[start Extract to read]

Ordo Virtutum by Wendy N. Wagner

The terrors of Lovecraft are a flexible bunch. Because Cthulhu and his fellow eldritch pantheon have no affiliation to established religious creeds — and are more or less stand-ins for the cosmic indifference of the universe to human foibles, though that’s not all they are — they can easily be applied as the antagonistic entity of choice to stories set within any country or cultural milieu.

Wagner and Stewart’s stories in particular play on the notion of the Great Old Ones infiltrating a particular social space, and the hook and twist of the stories lies in the way in which their writers manipulate our expectations of how these micro-worlds would deal with the Cthuloid threat.

[end Extract to read]

- [Goals]:
1. In the passage on Lovecraft's terrors, what are Cthulhu and his eldritch pantheon said to be more or less stand-ins for?
2. Carry the passage on Lovecraft's terrors forward, starting right after its final sentence.

[start Material]

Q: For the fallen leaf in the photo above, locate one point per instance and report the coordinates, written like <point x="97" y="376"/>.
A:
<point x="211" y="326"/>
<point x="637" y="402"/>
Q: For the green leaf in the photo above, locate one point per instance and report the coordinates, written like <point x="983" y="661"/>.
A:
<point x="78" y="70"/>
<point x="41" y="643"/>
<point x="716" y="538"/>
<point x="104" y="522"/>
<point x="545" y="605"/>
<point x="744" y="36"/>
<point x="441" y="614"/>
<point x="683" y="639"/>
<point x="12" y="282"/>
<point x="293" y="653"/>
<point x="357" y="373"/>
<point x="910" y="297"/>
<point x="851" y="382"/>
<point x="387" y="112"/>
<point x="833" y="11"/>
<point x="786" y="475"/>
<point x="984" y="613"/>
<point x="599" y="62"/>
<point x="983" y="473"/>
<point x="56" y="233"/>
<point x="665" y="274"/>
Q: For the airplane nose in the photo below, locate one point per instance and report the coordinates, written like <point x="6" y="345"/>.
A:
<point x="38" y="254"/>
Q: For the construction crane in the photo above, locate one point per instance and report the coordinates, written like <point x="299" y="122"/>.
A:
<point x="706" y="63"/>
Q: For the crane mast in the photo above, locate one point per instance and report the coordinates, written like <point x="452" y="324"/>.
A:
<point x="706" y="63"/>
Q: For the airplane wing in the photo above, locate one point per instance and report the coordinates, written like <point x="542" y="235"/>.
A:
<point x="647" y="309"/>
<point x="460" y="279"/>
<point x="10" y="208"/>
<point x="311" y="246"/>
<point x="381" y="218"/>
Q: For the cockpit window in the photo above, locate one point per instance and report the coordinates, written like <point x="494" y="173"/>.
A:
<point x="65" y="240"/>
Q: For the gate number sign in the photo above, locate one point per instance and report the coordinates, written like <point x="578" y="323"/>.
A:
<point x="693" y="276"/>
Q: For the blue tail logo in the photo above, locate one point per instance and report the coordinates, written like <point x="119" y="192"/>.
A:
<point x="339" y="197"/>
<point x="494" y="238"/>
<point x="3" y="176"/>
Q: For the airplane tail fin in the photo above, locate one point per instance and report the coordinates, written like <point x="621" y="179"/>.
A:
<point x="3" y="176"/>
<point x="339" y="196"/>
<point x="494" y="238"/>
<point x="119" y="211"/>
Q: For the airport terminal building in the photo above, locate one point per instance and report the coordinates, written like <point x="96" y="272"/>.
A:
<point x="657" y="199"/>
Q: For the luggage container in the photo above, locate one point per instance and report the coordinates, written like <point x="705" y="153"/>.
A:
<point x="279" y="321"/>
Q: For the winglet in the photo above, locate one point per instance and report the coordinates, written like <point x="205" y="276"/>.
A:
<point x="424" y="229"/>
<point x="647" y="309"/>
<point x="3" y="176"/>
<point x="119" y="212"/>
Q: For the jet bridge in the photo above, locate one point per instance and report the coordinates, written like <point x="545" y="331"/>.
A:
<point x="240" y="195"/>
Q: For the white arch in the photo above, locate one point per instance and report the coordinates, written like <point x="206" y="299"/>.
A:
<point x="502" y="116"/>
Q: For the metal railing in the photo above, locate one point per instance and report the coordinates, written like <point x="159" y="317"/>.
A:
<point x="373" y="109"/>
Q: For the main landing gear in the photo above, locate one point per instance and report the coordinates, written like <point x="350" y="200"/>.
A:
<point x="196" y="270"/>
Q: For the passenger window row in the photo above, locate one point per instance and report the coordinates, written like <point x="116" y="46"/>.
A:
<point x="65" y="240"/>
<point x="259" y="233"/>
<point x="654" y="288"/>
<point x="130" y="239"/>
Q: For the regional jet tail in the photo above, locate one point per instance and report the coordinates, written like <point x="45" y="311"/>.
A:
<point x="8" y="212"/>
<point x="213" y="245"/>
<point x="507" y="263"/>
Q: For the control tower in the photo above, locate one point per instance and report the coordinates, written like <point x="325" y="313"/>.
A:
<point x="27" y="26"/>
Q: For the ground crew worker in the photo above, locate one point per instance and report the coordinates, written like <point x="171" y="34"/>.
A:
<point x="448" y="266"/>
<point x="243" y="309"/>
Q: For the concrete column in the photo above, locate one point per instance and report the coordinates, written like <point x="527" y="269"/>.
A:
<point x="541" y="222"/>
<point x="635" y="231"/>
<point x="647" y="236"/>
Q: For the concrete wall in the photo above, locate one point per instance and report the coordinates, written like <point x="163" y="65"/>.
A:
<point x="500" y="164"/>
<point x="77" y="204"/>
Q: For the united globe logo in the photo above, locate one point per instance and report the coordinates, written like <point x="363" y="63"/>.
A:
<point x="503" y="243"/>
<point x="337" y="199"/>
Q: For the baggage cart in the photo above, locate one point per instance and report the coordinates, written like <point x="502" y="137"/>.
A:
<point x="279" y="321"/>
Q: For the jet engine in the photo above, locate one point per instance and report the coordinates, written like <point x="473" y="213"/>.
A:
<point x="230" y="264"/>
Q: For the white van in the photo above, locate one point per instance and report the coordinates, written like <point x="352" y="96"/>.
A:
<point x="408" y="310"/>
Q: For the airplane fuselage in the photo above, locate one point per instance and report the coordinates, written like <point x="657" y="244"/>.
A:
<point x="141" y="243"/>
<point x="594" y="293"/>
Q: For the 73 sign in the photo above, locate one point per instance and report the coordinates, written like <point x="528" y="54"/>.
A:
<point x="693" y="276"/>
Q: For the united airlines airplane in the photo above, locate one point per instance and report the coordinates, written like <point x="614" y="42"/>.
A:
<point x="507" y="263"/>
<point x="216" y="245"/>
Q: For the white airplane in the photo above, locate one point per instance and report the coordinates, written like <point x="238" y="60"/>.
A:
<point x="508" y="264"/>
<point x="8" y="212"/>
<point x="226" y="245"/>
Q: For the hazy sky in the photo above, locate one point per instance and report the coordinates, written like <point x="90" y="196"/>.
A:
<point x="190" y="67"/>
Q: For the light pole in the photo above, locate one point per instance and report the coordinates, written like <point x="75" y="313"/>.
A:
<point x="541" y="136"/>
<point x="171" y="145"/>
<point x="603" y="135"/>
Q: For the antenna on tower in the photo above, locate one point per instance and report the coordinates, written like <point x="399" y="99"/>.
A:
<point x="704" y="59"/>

[end Material]

- [Answers per task]:
1. The cosmic indifference of the universe to human foibles.

2.
Stewart’s story plunges us straight into a reconnaissance mission embedded within the Anglo-Zulu War, and on the face of it, Stewart appears to be attempting a piece of full-blooded historical war fiction of the kind we’ve already seen earlier on in the anthology with A. Scott Glancy’s Trespassers. But the real thrust of the story is more straightforward, as our protagonist, Lwazi, is told in no uncertain terms that he must retrieve the idol of ‘H’aaztre’ — an obvious stand-in for Lovecraft’s Hastur diety — from an Englishman who has it in his possession.

If Lwazi fails in his mission — as he is told by the mentor figure Mandlenkosi — they will be powerless to stop a cataclysmic event triggered by these otherworldly dieties.

Stewart wastes no time in laying out the raison d’etre of the story, and even has Mandlenkosi plainly declare what Lwazi must do in direct speech. This evokes a similar ‘gamified’ effect as other stories in the collection, and it matches the enjoyably direct, unpretentious thrust-and-parry of the rest of the tale.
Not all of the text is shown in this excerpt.